Rewrite these records with every instance of "pointer" replaced by "marker", keeping everything else the same. Omit the pictures from your answer.

#####

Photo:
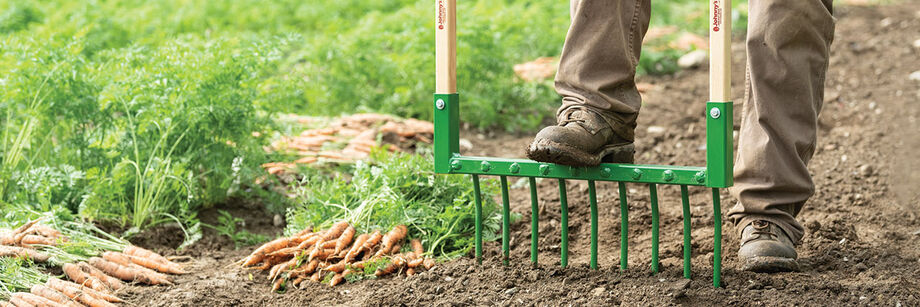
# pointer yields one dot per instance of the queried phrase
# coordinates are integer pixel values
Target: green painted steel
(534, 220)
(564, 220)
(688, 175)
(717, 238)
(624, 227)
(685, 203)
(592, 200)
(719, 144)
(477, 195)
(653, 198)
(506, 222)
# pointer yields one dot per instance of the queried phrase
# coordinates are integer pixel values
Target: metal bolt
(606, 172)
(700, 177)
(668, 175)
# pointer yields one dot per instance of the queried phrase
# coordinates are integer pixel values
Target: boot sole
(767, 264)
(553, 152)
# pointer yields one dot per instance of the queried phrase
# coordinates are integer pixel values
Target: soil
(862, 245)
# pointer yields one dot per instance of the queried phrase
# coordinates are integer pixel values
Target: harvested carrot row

#####

• _REPLY_:
Photo:
# marker yields one dot per instance of the queried phrase
# coordinates are integer pixel values
Target: green painted steel
(534, 220)
(564, 220)
(688, 175)
(717, 238)
(624, 227)
(685, 203)
(592, 200)
(719, 144)
(477, 195)
(653, 198)
(506, 222)
# marker yields one dot per instance of the queried phrase
# coordinates are integer pixel values
Target: metal bolt
(606, 172)
(700, 177)
(668, 175)
# marker yields one dot per instance of the queried phrase
# coordinates are integer pixel values
Target: boot sole
(767, 264)
(553, 152)
# marker yields one dot per instance of the queried phrase
# coordinates are integer pixel values
Target: soil
(862, 245)
# marker yields one dot per instance of the queried phrase
# coordinates are integer pixel values
Target: harvested carrot row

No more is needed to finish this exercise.